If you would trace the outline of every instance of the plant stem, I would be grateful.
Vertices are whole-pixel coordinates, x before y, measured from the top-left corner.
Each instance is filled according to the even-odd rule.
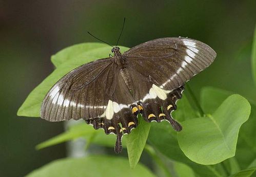
[[[189,96],[191,97],[191,99],[193,100],[193,102],[194,103],[195,106],[196,107],[198,111],[199,112],[199,113],[200,114],[200,115],[202,117],[204,116],[205,114],[204,111],[203,110],[203,109],[202,108],[199,102],[195,97],[195,96],[190,88],[190,87],[189,86],[188,84],[187,84],[186,86],[188,88],[188,92],[189,93]]]
[[[154,148],[149,144],[146,144],[144,149],[146,150],[147,152],[148,152],[148,154],[150,155],[150,156],[154,160],[155,162],[158,164],[159,167],[162,168],[163,171],[165,174],[165,176],[167,177],[172,177],[172,175],[170,173],[167,167],[161,159],[157,156]]]

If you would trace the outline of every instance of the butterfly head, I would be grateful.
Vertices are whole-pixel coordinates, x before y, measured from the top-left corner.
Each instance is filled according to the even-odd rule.
[[[111,52],[114,54],[114,56],[121,55],[120,48],[118,47],[115,47],[111,49]]]

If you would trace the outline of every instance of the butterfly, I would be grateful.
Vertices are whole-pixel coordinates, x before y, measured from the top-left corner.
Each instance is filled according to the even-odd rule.
[[[122,137],[147,122],[168,121],[184,84],[213,61],[216,54],[201,41],[183,37],[150,40],[121,54],[82,65],[58,80],[42,104],[41,118],[50,121],[84,119],[95,129],[116,136],[114,150],[122,151]]]

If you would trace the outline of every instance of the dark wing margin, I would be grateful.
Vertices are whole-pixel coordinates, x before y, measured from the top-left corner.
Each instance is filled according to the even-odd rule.
[[[108,58],[82,65],[68,73],[50,90],[41,106],[41,118],[50,121],[100,116],[114,85]]]
[[[201,41],[187,38],[164,38],[149,41],[125,52],[131,67],[166,90],[184,85],[208,67],[215,51]]]

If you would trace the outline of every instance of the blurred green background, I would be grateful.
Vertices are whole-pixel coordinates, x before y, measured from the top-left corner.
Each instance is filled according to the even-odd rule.
[[[64,144],[34,148],[62,132],[63,123],[16,114],[53,70],[51,55],[95,41],[87,31],[115,44],[126,17],[122,46],[179,36],[201,40],[218,56],[189,82],[196,95],[211,85],[255,100],[250,65],[255,12],[256,1],[0,1],[0,176],[23,176],[65,157]]]

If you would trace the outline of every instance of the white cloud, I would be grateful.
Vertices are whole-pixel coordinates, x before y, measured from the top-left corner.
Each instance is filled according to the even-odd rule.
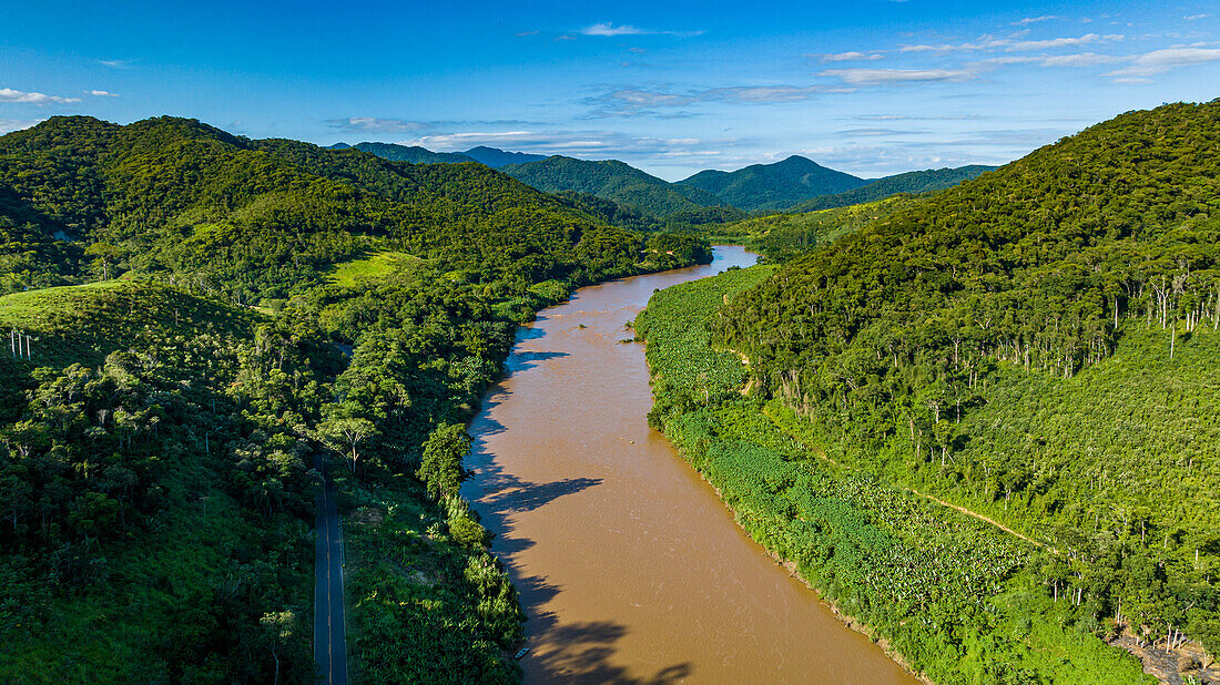
[[[29,105],[50,105],[52,102],[79,102],[79,98],[60,98],[45,93],[26,93],[12,88],[0,88],[0,102],[24,102]]]
[[[1099,41],[1118,41],[1122,40],[1122,35],[1109,34],[1099,35],[1096,33],[1086,33],[1080,37],[1066,37],[1066,38],[1048,38],[1044,40],[1016,40],[1017,37],[1024,35],[1026,32],[1017,32],[1008,38],[997,38],[994,35],[982,35],[978,40],[974,43],[961,43],[958,45],[952,45],[948,43],[941,45],[903,45],[899,48],[900,52],[953,52],[953,51],[978,51],[978,50],[1005,50],[1008,52],[1024,52],[1030,50],[1050,50],[1055,48],[1066,48],[1076,45],[1087,45],[1089,43]]]
[[[361,133],[407,133],[429,128],[426,123],[411,122],[406,119],[383,119],[378,117],[326,119],[326,124],[331,128]]]
[[[631,24],[614,26],[614,22],[599,22],[595,24],[587,26],[576,33],[584,35],[601,35],[601,37],[615,37],[615,35],[677,35],[677,37],[692,37],[703,34],[702,30],[648,30],[639,27],[633,27]],[[571,39],[571,37],[567,37]]]
[[[614,26],[614,22],[595,23],[581,29],[584,35],[642,35],[649,33],[633,26]]]
[[[855,50],[850,52],[837,52],[833,55],[808,55],[808,56],[819,57],[824,62],[859,62],[859,61],[874,61],[874,60],[886,59],[884,55],[881,55],[878,52],[859,52]]]
[[[825,85],[726,85],[705,90],[675,93],[621,88],[586,100],[597,107],[595,116],[634,116],[656,107],[684,107],[695,102],[736,102],[760,105],[769,102],[797,102],[821,93],[843,93],[842,88]]]
[[[1096,33],[1086,33],[1078,38],[1050,38],[1047,40],[1020,40],[1006,46],[1010,52],[1019,50],[1047,50],[1052,48],[1066,48],[1075,45],[1087,45],[1099,40],[1122,40],[1121,35],[1100,37]]]
[[[1059,17],[1057,17],[1054,15],[1042,15],[1041,17],[1025,17],[1024,20],[1021,20],[1019,22],[1013,22],[1013,26],[1027,26],[1027,24],[1032,24],[1032,23],[1047,22],[1047,21],[1050,21],[1050,20],[1058,20],[1058,18]]]
[[[1097,52],[1080,52],[1076,55],[1057,55],[1042,61],[1044,67],[1092,67],[1097,65],[1111,65],[1121,62],[1122,57],[1113,55],[1098,55]]]
[[[1115,80],[1119,83],[1141,83],[1131,79],[1147,79],[1153,74],[1164,73],[1175,67],[1215,61],[1220,61],[1220,50],[1218,49],[1169,48],[1144,52],[1132,60],[1130,67],[1113,71],[1105,76],[1115,77]]]
[[[852,85],[884,85],[969,80],[976,74],[966,69],[826,69],[819,76],[836,77]]]

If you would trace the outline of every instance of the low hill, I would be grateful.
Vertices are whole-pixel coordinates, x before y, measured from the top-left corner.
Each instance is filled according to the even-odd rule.
[[[711,325],[834,463],[1039,545],[1008,605],[1215,655],[1216,178],[1220,100],[1127,112],[786,263]],[[886,624],[926,616],[904,612]]]
[[[475,160],[481,165],[487,165],[493,169],[498,169],[508,165],[525,165],[528,162],[538,162],[547,158],[547,155],[532,155],[529,152],[509,152],[506,150],[500,150],[498,147],[488,147],[486,145],[479,145],[478,147],[471,147],[462,152],[467,157]]]
[[[356,143],[355,145],[343,145],[343,147],[339,147],[338,145],[331,146],[331,149],[334,150],[346,150],[350,147],[355,147],[361,152],[372,152],[373,155],[392,162],[410,162],[412,165],[437,165],[471,161],[471,157],[462,155],[461,152],[433,152],[432,150],[420,147],[418,145],[398,145],[395,143]]]
[[[734,172],[702,171],[676,185],[698,188],[721,204],[747,211],[782,210],[819,195],[854,190],[869,182],[793,155],[772,165],[750,165]]]
[[[121,266],[257,302],[320,285],[331,264],[378,245],[450,268],[565,277],[576,244],[611,229],[470,161],[407,165],[172,117],[52,117],[0,137],[0,232],[9,289]],[[634,240],[614,235],[603,247]]]
[[[928,193],[932,190],[943,190],[961,182],[977,178],[980,174],[993,169],[996,169],[996,167],[970,165],[958,168],[914,171],[887,176],[854,190],[836,193],[833,195],[821,195],[819,197],[805,200],[804,202],[791,207],[788,211],[813,212],[816,210],[831,210],[834,207],[847,207],[848,205],[874,202],[899,193],[911,193],[917,195],[920,193]]]
[[[538,190],[584,193],[659,217],[721,204],[709,193],[671,184],[617,160],[592,162],[555,155],[500,171]]]

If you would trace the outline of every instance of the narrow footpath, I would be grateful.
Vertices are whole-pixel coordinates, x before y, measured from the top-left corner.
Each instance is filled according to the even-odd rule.
[[[343,530],[334,505],[334,483],[321,455],[314,467],[323,477],[317,495],[317,561],[314,583],[314,661],[317,681],[344,685],[348,681],[346,622],[343,614]]]

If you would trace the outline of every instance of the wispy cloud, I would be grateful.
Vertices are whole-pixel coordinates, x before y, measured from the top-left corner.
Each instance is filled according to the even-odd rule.
[[[1041,17],[1025,17],[1021,21],[1013,22],[1013,26],[1027,26],[1038,22],[1048,22],[1050,20],[1058,20],[1055,15],[1042,15]]]
[[[927,130],[905,130],[897,128],[848,128],[838,132],[847,138],[891,138],[895,135],[927,135]]]
[[[587,26],[580,33],[584,35],[643,35],[651,32],[628,24],[614,26],[614,22],[604,22]]]
[[[1168,48],[1136,56],[1131,66],[1107,73],[1118,83],[1146,83],[1150,76],[1187,65],[1220,61],[1220,50],[1210,48]]]
[[[600,35],[600,37],[615,37],[615,35],[680,35],[680,37],[693,37],[700,35],[702,30],[650,30],[631,24],[619,24],[615,26],[614,22],[599,22],[595,24],[589,24],[576,33],[583,35]]]
[[[1119,41],[1124,37],[1119,34],[1100,35],[1097,33],[1086,33],[1085,35],[1077,37],[1063,37],[1063,38],[1048,38],[1043,40],[1021,40],[1021,35],[1025,32],[1019,32],[1017,34],[1009,35],[1006,38],[997,38],[994,35],[982,35],[972,43],[959,43],[949,44],[943,43],[939,45],[933,44],[915,44],[915,45],[903,45],[898,49],[899,52],[972,52],[980,50],[1004,50],[1008,52],[1026,52],[1032,50],[1052,50],[1055,48],[1069,48],[1078,45],[1088,45],[1091,43],[1103,43],[1103,41]]]
[[[855,50],[850,52],[836,52],[832,55],[806,55],[806,57],[816,57],[824,62],[863,62],[886,59],[886,56],[881,52],[858,52]]]
[[[649,90],[620,88],[586,100],[598,116],[638,116],[659,107],[684,107],[698,102],[769,104],[809,100],[821,93],[841,93],[826,85],[727,85],[703,90]]]
[[[490,145],[542,155],[569,155],[584,158],[665,160],[706,158],[721,155],[721,145],[732,139],[649,138],[614,130],[500,130],[454,132],[421,135],[399,141],[429,150],[468,150]]]
[[[23,102],[27,105],[51,105],[79,102],[79,98],[60,98],[59,95],[46,95],[45,93],[26,93],[12,88],[0,88],[0,102]]]
[[[323,123],[331,128],[353,133],[410,133],[431,128],[428,124],[421,122],[384,119],[379,117],[346,117],[342,119],[326,119]]]
[[[819,76],[833,77],[850,85],[888,85],[893,83],[928,83],[970,80],[977,74],[967,69],[826,69]]]

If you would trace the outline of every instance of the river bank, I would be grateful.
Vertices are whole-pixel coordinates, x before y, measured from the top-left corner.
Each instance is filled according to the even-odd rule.
[[[913,684],[647,424],[649,372],[623,325],[654,290],[754,261],[716,256],[540,312],[470,427],[462,494],[529,617],[526,680]]]

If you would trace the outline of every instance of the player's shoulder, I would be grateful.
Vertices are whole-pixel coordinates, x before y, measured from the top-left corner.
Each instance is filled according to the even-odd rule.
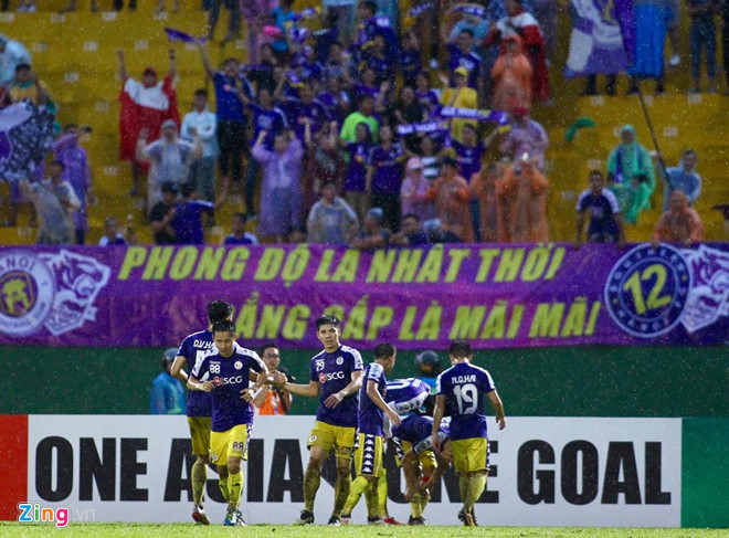
[[[186,341],[194,341],[194,340],[212,341],[212,333],[210,333],[208,329],[198,330],[197,333],[191,333],[188,336],[186,336],[182,341],[186,342]]]
[[[361,357],[361,356],[362,356],[362,355],[361,355],[356,348],[353,348],[353,347],[351,347],[351,346],[341,346],[341,347],[339,348],[339,350],[340,350],[342,354],[347,354],[347,355],[350,355],[350,356],[352,356],[352,357]]]
[[[324,359],[326,355],[327,355],[327,350],[323,349],[321,351],[316,354],[314,357],[311,357],[311,362],[314,362],[315,360]]]
[[[384,368],[379,362],[370,362],[367,365],[370,376],[380,376],[384,372]]]
[[[582,192],[580,192],[580,196],[578,197],[578,205],[583,203],[584,199],[588,198],[591,192],[592,192],[592,189],[590,189],[589,187],[587,189],[584,189]]]
[[[261,357],[258,356],[258,354],[256,351],[254,351],[253,349],[244,348],[239,342],[235,342],[233,345],[233,349],[234,349],[236,355],[240,355],[240,356],[249,358],[249,359],[261,361]]]

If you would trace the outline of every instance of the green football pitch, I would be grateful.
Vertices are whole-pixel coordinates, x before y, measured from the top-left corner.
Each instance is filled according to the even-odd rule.
[[[53,532],[53,535],[52,535]],[[57,532],[57,534],[55,534]],[[644,529],[644,528],[577,528],[577,527],[392,527],[360,526],[327,527],[321,525],[294,527],[292,525],[252,525],[250,527],[201,527],[188,524],[71,524],[56,529],[52,524],[0,523],[0,536],[14,537],[99,537],[116,538],[142,536],[145,538],[244,536],[251,538],[379,538],[379,537],[430,537],[443,538],[726,538],[726,529]]]

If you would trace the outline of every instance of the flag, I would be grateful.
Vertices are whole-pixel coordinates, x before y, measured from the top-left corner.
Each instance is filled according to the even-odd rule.
[[[154,71],[154,70],[152,70]],[[180,115],[177,93],[171,77],[146,87],[134,78],[127,78],[119,94],[119,159],[136,161],[137,139],[141,129],[149,131],[148,141],[159,138],[162,122],[173,119],[178,128]]]
[[[170,39],[170,41],[182,41],[183,43],[204,43],[204,38],[194,38],[189,33],[184,33],[180,30],[175,30],[173,28],[166,28],[165,33]]]
[[[0,179],[28,179],[53,145],[55,115],[24,101],[0,109]]]

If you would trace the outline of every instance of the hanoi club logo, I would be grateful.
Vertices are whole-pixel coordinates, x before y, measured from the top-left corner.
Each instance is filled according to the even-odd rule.
[[[605,305],[625,333],[654,338],[682,320],[691,272],[683,253],[668,244],[642,244],[621,257],[605,285]]]
[[[0,253],[0,329],[25,336],[45,327],[59,336],[96,319],[94,302],[112,271],[93,257],[61,250]]]
[[[51,313],[55,279],[29,251],[0,254],[0,326],[13,336],[34,333]]]

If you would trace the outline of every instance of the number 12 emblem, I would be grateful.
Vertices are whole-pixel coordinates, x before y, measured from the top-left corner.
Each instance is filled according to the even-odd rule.
[[[638,338],[665,335],[679,321],[691,273],[679,251],[667,244],[634,247],[615,264],[605,284],[605,305],[625,333]]]

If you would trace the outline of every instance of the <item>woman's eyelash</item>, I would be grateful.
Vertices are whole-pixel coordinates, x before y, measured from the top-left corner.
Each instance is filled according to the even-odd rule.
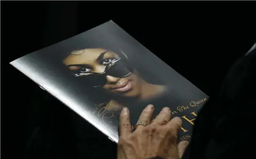
[[[82,73],[85,73],[91,71],[91,69],[90,68],[82,68],[79,69],[79,71]]]
[[[101,64],[102,64],[103,65],[106,65],[106,64],[109,64],[112,62],[112,61],[113,61],[113,58],[104,59],[101,61]]]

:::::

• _TASK BRIEF_
Repeat the records word for word, starting at the line that contains "flag, I would be grateful." and ending at the last line of the records. Leave the pictures out of your copy.

• _FINISHED TASK_
If you would trace the outline of every instance of the flag, I would be grateful.
Vertices are whole-pixel coordinates, x before y, measured from the top-left corner.
Each instance is filled according to the even-odd rule.
[[[154,71],[154,70],[152,70]],[[180,115],[177,93],[171,77],[146,87],[134,78],[127,78],[119,94],[119,159],[136,161],[137,139],[141,129],[149,131],[148,141],[159,138],[162,122],[173,119],[178,128]]]
[[[170,39],[170,41],[182,41],[183,43],[204,43],[204,38],[194,38],[189,33],[184,33],[180,30],[175,30],[173,28],[166,28],[165,33]]]
[[[0,179],[28,179],[53,145],[55,115],[24,101],[0,109]]]

If you would trace the outline of every instance of the hanoi club logo, I would be grateful.
Vertices are whole-pixel coordinates, x before y, measured from the top-left corner.
Each instance is filled according to the even-odd rule.
[[[605,305],[625,333],[654,338],[682,320],[691,272],[683,253],[668,244],[642,244],[621,257],[605,285]]]
[[[0,253],[0,329],[25,336],[45,327],[59,336],[96,319],[94,302],[112,271],[93,257],[61,250]]]
[[[51,313],[55,279],[29,251],[0,254],[0,326],[13,336],[34,333]]]

If you would trace the outline of every instance of the number 12 emblem, I would be grateful.
Vertices are whole-pixel coordinates, x before y, measured from the top-left corner.
Each instance is filled according to the even-odd rule.
[[[638,338],[665,335],[679,321],[691,273],[679,251],[667,244],[634,247],[615,264],[605,284],[605,305],[625,333]]]

If you would trace the outline of every instance of the <item>woman's eyelash</item>, I would be grateful.
Vertices are whole-pixel coordinates, x before y, measured from the top-left corner.
Each instance is filled according to the even-odd rule.
[[[82,73],[85,73],[91,71],[91,69],[90,68],[82,68],[79,69],[79,71]]]
[[[101,64],[102,64],[103,65],[106,65],[106,64],[109,64],[112,62],[112,61],[113,61],[113,58],[104,59],[101,61]]]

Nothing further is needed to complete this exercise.